■ **Excerpt provided**:
— START —

Carlos Arredondo, Carlos, Arredondo, Chile, Scotland, music, poetry, culture, Latin America  

Life in Scotland

I consider myself an enthusiastic keeper of my own story and the history of the Chilean refugees in Scotland.

Please CLICK ON any images to enlarge

1974 - First refugees on
their way from
London to Glasgow

1974 -On the coach from
London to Glasgow
and Edinburgh.

What is the aim of my story

The plan is to continue to recreate my story this time in Scotland where I arrived with other Chileans as a refugee in November of 1974.

I always thought it was very important to tell our story which is my story. What type of refugees were we? I always thought that we were political refugees escaping from our country ruled by Augusto Pinochet, a fascist and bloody military dictator who managed to be in power for seventeen long and painful years. A man capable, under his orders, of carrying out the most horrendous crimes against humanity in the history of Chile.

Most of those who came to the UK as refugees were political people who belong or they said belonged to left-wings parties. In our democratic tradtions coming from respected left-wing parties always respecful of our laws and democracy. Other people like me, were just workers of all kind who supported the socialist government of Salvador Allende and his socialists policies.

The aim of my work, therefore,is to describe on this medium my story ( Notice that some people tells theirs stories in books) I suspect that my story is embedded in the history of the Chileans refugees in Scotland.

Why I left Chile for Peru.

At the end of 1973 Yolanda Huapaya Correa, a wonderful Peruvian lady I knew very well, wanted to help me after learning in Lima all about what was taken place in Chile under Pinochet. Sra. Yolanda decided to invite me to stay in Lima. After painful discusions with my old mother I decided to leave. Once I took the decision, Sra Yolanda sent me a Braniff International ticket and before departing for England on Sept of 1974, I spent nine very complicated months in the fascinating Peruvian capital in the company of the lovely Huapaya family whose solidarity was so important to me.

below: my plane ticket to travel from Santiago to Lima thanks to the generosity of Sra Yolanda Huapaya

Sra Yolada Huapaya (QEPD)

Everything in Lima was lovely for the first three months. I had a visa and the Huapaya family was extremely kind to me. During this period very bad news began to arrive from Chile about the atrocities being committed by the Pinochet regime and I become extremely worried. Needless to say, when I left Chile I was already very worried about the things that were taking place in our country. In my barrio, for example, we knew that some of our friends had already gone missing – meaning that we knew they had been detained, but without knowing their whereabouts and the reasons behind their detention. At the time none of us could work out why they were being held.

— END —

■ **Set task A**: For each statement about the page on life in Scotland, answer yes or no and quote the words that decide it: (i) The writer arrived in Scotland as a refugee in November of 1974. (ii) Sra Yolanda sent the writer a Braniff International ticket. (iii) The writer spent six months in Lima before leaving for England.
■ **Set task B**: Return the part of the page on life in Scotland that runs from "What is the" to "November of 1974.", copied word for word.

■ **Given entries**:
— START —

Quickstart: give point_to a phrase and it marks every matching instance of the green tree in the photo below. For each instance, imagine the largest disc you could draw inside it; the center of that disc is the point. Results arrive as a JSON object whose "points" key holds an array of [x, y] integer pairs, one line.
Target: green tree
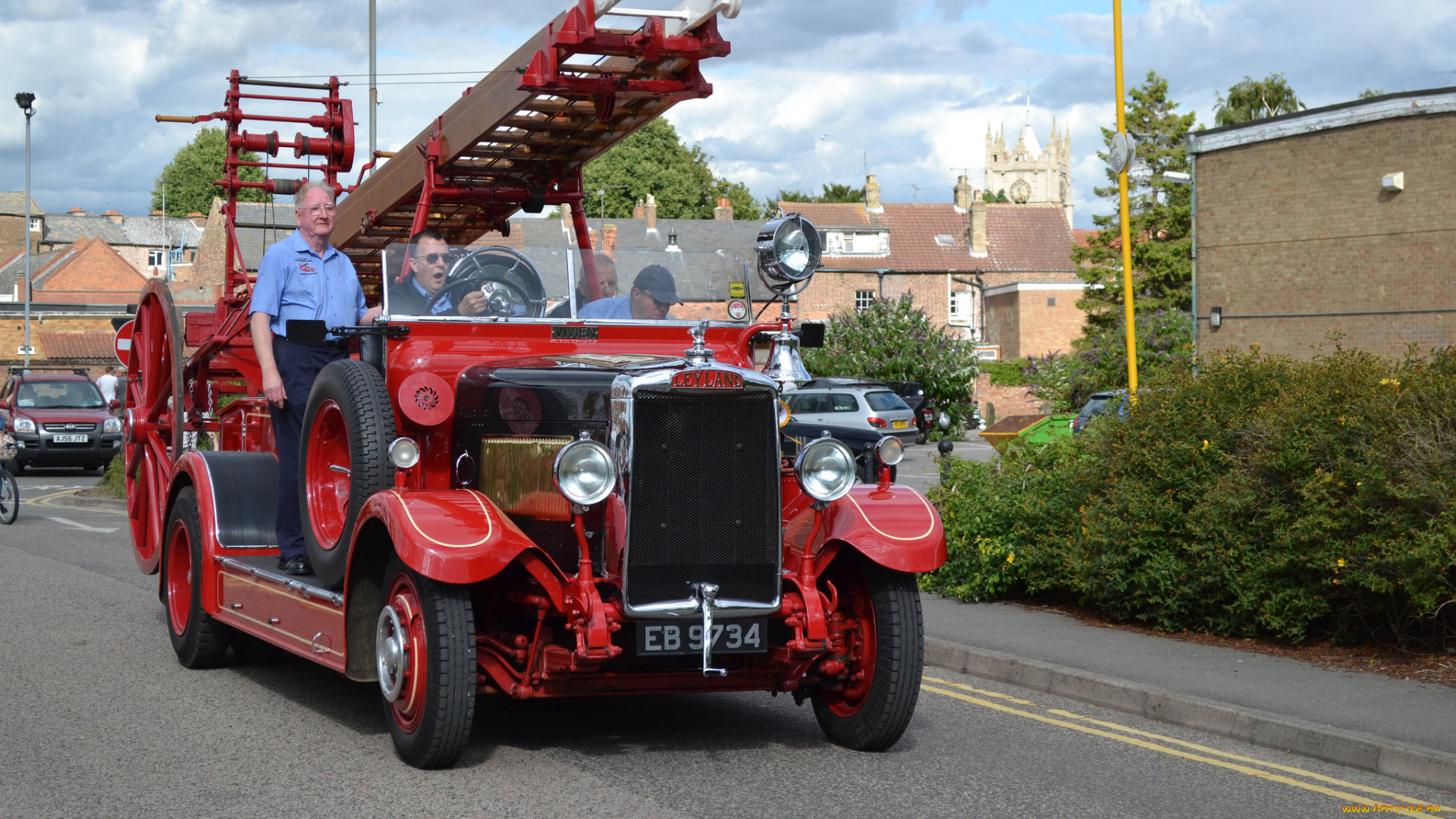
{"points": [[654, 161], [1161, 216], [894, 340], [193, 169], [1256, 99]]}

— END —
— START —

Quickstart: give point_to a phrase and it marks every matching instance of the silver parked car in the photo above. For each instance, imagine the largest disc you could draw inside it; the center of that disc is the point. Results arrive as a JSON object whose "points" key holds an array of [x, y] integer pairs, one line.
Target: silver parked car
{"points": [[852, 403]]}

— END —
— START —

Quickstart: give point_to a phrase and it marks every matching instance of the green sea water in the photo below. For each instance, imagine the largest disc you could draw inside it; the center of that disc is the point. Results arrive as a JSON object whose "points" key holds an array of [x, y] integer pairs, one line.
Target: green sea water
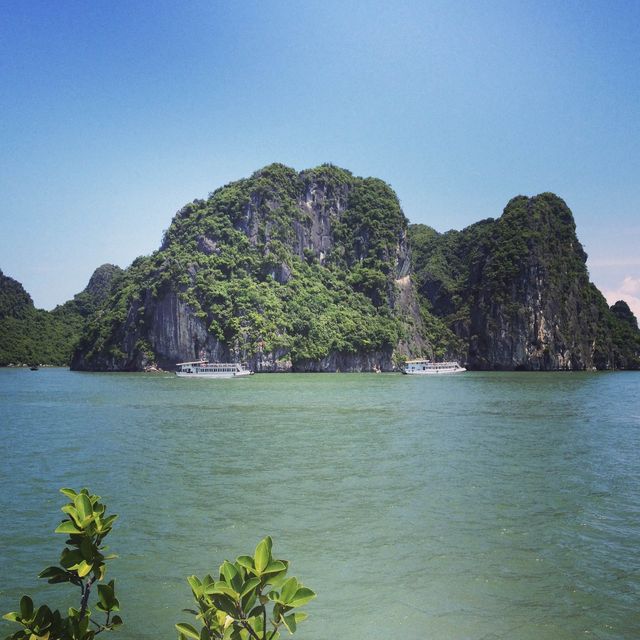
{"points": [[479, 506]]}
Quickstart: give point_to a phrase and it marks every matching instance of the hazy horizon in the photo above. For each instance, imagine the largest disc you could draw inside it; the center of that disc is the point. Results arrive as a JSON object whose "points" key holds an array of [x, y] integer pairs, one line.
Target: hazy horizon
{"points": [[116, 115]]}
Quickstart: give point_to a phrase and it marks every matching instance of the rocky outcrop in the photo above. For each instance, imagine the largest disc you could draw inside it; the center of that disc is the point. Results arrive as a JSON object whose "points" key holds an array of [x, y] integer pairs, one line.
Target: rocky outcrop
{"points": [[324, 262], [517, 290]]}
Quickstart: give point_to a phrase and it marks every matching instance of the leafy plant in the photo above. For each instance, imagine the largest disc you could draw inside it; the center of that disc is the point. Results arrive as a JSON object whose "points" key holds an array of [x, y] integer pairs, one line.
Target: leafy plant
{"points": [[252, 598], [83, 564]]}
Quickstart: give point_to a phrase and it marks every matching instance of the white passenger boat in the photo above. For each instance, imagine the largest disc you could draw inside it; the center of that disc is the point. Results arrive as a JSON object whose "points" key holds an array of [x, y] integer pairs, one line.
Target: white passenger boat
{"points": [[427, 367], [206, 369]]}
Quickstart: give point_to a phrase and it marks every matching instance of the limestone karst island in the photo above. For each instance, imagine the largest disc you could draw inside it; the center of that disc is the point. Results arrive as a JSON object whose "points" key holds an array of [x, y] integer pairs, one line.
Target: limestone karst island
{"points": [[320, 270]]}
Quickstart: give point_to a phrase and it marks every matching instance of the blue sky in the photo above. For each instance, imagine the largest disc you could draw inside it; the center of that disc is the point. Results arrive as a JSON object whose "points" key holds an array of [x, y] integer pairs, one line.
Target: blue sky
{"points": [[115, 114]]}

— END —

■ **Right answer A**:
(i) Yes: "where I arrived with other Chileans as a refugee in November of 1974."
(ii) Yes: "Sra Yolanda sent me a Braniff International ticket"
(iii) No: "I spent nine very complicated months in the fascinating Peruvian capital"

■ **Right answer B**:
What is the aim of my story

The plan is to continue to recreate my story this time in Scotland where I arrived with other Chileans as a refugee in November of 1974.